But most individuals, including those who are poor, are careful
decisionmakers. Few individuals
would ask a nurse to perform a heart
operation, a bookkeeper to perform a difficult accounting
analysis, or a patent lawyer to
defend against a murder charge even if doing so appeared cheaper
than the alternatives.
Moreover, the consumer’s
self-interest is not the only protection against incompetent practitioners;
the provider’s self-interest is also
important. It is very much in the provider’s interest to perform the
tasks for
which he has contracted and not to leave dissatisfied clients in his wake. A bad reputation
will lose customers and money.
Professionals who fail through incompetence lose the investments
they made in their enterprises and
their prospects for future success.
Nonlawyers routinely refer cases
that are outside their competence to lawyers, even though they are
not bound by law to do so. In Arizona
and California referrals from paralegals to lawyers are
common. That indicates that
nonlawyers tend not to take cases that they feel are beyond their level
of
competence. In a leading
Michigan unauthorized practice case, State Bar v. Cramer (1976), the
record disclosed that the defendant
had referred over six hundred cases to lawyers. Referrals,
another filter against foolish
contracting, work to protect consumers from incompetent practitioners.
Experience shows that the vast
majority of UPL cases are brought by bar organizations, not injured
consumers. Actual cases of harm to clients due to
incompetent or dishonest nonattorney assistance
are rare. Professor Deborah Rhode
wrote in the Stanford Law Review (1981) that of all UPL
inquiries, investigations, and
complaints in 1979, only 2 percent arose from consumer complaints and
involved injury.
The Canadian experience is similar.
In particular, the province of Ontario reserves most legal
services for bar-approved attorneys.
The Report of the Task Force on Paralegals, prepared for
Ontario’s Ministry of the Attorney General
in 1990, analyzed the 155 cases of unauthorized practice
brought from 1986 to 1989. The task
force found that 87 percent of the cases had been brought by
lawyers,
governmental agencies, or the Law Society. Moreover, the report stated, "Those few
complaints of incompetence or fraud
related to one independent paralegal business [that is] no longer
in operation." The report
concluded:
The great majority of
clients of independent paralegals feel that they have received
satisfactory legal services.
In fact, the information assembled by the task force suggests
that any intimation of large
scale incompetence or fraudulent activity by independent
paralegals is incorrect and
misleading.
---------------
=== Task set ===
1. According to the passage on nonlawyer legal services, how many cases had the defendant in State Bar v. Cramer (1976) referred to lawyers?
2. Condense the paragraph of the passage on nonlawyer legal services that begins "Nonlawyers routinely refer cases" into a short bulleted list that keeps its main facts.
3. Echo everything in the passage on nonlawyer legal services from "The Report of" down to "satisfactory legal services.", without altering a word.
The entries are separate material, independent of the passage on nonlawyer legal services.

=== Stored rows ===
---------------
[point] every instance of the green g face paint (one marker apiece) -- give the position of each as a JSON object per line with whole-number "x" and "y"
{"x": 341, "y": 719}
---------------
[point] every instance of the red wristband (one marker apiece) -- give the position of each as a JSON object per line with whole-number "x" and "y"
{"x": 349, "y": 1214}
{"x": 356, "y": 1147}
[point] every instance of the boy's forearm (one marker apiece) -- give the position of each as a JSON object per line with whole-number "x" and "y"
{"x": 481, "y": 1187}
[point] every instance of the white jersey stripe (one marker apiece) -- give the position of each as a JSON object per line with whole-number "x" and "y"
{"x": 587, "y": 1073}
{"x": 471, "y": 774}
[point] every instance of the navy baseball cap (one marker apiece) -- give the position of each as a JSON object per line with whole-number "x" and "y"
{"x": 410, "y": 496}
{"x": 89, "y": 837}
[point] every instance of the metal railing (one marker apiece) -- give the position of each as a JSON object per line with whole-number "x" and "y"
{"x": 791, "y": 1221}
---------------
=== Results of the exercise ===
1. The defendant had referred over six hundred cases to lawyers.

2.
- Nonlawyers routinely refer cases outside their competence to lawyers, though no law requires them to.
- Referrals from paralegals to lawyers are common in Arizona and California, which indicates that nonlawyers tend not to take cases they feel are beyond their competence.
- In State Bar v. Cramer (1976), a leading Michigan unauthorized practice case, the defendant had referred over six hundred cases to lawyers.
- Referrals act as another filter against foolish contracting and protect consumers from incompetent practitioners.

3.
The Report of the Task Force on Paralegals, prepared for
Ontario’s Ministry of the Attorney General
in 1990, analyzed the 155 cases of unauthorized practice
brought from 1986 to 1989. The task
force found that 87 percent of the cases had been brought by
lawyers,
governmental agencies, or the Law Society. Moreover, the report stated, "Those few
complaints of incompetence or fraud
related to one independent paralegal business [that is] no longer
in operation." The report
concluded:
The great majority of
clients of independent paralegals feel that they have received
satisfactory legal services.